PROVIDED TEXT –
----

The Ghost of a Flea by William Blake


*   *   *


"The Ghost of a Flea" by Priya Sharma is the finest short story I have read for several years. It is also the best story in its anthology, Screams from the Dark (2022).


Among the many types of story "The Ghost of a Flea" is, historical fiction is the most obvious. "The Ghost of a Flea" is narrated by visionary artist and poet William Blake (1757-1827). He is our narrator, and author Sharma allows him to tell us how he came to create his weird miniature painting, "The Ghost of a Flea." Sharma's achievement is stunning: with great economy she recalls to life the early nineteenth century world of Blake, his companion and collaborator Kate, and the astrologer and occultist John Varley. 


In Sharma's story, the Flea is real, monstrous, and strides through London feasting on human blood. His existence is known to Blake because Blake can see the supernatural creatures hidden from most humans.


Varley has been tracking the Flea by mapping his killings, but does not know the nature of his antagonist until he joins forces with William and Kate.


The three uniting to thwart this adversary naturally brings them to the Flea's attention.


      I lay awake studying Hooke's work by the light of a single candle. Kate was beside me, in the companionable snores of deeper sleep. How one body accommodates another. How what was once charming becomes an irritation to be tolerated and then, with time, essential to our comfort.

     Hooke's drawing of the Flea spanned eighteen inches. Its bristle-jointed legs looked fragile against its bulbous abdomen and plated back. Its head was disproportionately small.

     I put the book down, feeling Kate stir, then settle. I leant back, enjoying her warmth against me. Comfort is beguiling. It lulled me into a sacred space. The flame flared and then guttered, leaving a column of smoke in the moonlight.

     It heralded the Flea. He no longer needed to slink in after the angels, if he ever needed them at all. I reached out to wake Kate but he wagged his finger at me as if I were an errant child.

     The Flea was different in the flesh. He was power personified. Bigger than when I last saw him. Bigger than any man. He had swagger. He stalked across the room like a player on a stage. Naked and shameless. He glimmered with unholy light, that gave him a reptilian iridescence. His musculature was part man, part animal. A prowling tyger. The run of his spine was gnarled and his neck bull-like. He had a murderer's profile.

     "You interfered with my pleasures, William Blake. I had to go out of London because of your meddling."

     Only the thought of brave Eleanor Morton stopped me from screaming.

     "You said your purpose is to kill. The wolf doesn't toy with the lamb. You take pleasure in cruelty."

     "I thought you understood me." He shook his head. Even monsters desire understanding. "I am becoming."

     "Becoming what?"

     "What I should've been. When God made me He intended me to be as big as a bullock but changed his mind. He told me I was too powerful in proportion to my bulk and would be too mighty a destroyer, so He diminished me."

     "He limited you for a good reason."

     "He belittled me." The Flea's rage was swift. "He betrayed me. Am I not magnificent? I should walk as a God upon the Earth."

----

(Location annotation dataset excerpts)

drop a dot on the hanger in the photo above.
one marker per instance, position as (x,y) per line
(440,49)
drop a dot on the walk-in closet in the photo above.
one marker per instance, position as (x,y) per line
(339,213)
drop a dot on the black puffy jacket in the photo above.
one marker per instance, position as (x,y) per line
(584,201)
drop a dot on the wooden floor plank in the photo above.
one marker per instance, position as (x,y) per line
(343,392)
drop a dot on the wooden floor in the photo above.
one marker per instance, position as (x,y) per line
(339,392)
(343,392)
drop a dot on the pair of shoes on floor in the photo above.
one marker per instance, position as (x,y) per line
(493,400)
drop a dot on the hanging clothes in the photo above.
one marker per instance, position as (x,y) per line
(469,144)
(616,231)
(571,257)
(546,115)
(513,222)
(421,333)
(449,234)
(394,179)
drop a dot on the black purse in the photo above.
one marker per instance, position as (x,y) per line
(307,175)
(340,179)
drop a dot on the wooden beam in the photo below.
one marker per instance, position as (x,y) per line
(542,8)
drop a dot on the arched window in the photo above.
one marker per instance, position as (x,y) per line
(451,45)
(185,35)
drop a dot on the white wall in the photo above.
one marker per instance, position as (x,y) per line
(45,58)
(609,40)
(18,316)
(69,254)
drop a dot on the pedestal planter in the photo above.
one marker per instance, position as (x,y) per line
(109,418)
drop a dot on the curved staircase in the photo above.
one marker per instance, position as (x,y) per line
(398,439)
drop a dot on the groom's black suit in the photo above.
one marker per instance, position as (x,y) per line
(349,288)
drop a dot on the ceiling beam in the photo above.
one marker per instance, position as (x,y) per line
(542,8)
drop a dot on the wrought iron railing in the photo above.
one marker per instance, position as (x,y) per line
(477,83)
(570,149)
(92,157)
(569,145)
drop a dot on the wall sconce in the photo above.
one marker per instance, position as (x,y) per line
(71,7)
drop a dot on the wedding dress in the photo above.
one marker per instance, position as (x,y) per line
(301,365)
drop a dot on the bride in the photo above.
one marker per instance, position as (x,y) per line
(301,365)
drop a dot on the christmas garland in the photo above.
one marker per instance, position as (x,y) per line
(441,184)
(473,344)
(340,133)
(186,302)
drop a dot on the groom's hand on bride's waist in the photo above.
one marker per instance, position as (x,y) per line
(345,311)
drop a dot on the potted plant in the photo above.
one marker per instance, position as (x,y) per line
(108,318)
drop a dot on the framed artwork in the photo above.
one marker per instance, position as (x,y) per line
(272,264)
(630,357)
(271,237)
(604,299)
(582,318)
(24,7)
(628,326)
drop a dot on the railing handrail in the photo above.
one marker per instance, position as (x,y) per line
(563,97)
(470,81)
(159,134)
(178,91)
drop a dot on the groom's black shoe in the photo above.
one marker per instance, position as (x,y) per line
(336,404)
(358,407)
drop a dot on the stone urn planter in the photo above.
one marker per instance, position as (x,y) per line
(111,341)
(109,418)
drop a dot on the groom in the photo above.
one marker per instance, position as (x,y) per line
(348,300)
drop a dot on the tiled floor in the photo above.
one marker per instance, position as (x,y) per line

----

AIM A – Reproduce the passage of the review from "I lay awake" up to and including "in the moonlight.".
AIM B –
Answer these questions using the review:
(i) In what year was the anthology Screams from the Dark published?
(ii) Who has been tracking the Flea by mapping his killings?
(iii) How many inches did Hooke's drawing of the Flea span?

COMPLETE RESPONSE A –
I lay awake studying Hooke's work by the light of a single candle. Kate was beside me, in the companionable snores of deeper sleep. How one body accommodates another. How what was once charming becomes an irritation to be tolerated and then, with time, essential to our comfort.

     Hooke's drawing of the Flea spanned eighteen inches. Its bristle-jointed legs looked fragile against its bulbous abdomen and plated back. Its head was disproportionately small.

     I put the book down, feeling Kate stir, then settle. I leant back, enjoying her warmth against me. Comfort is beguiling. It lulled me into a sacred space. The flame flared and then guttered, leaving a column of smoke in the moonlight.

COMPLETE RESPONSE B –
(i) 2022
(ii) John Varley
(iii) Eighteen inches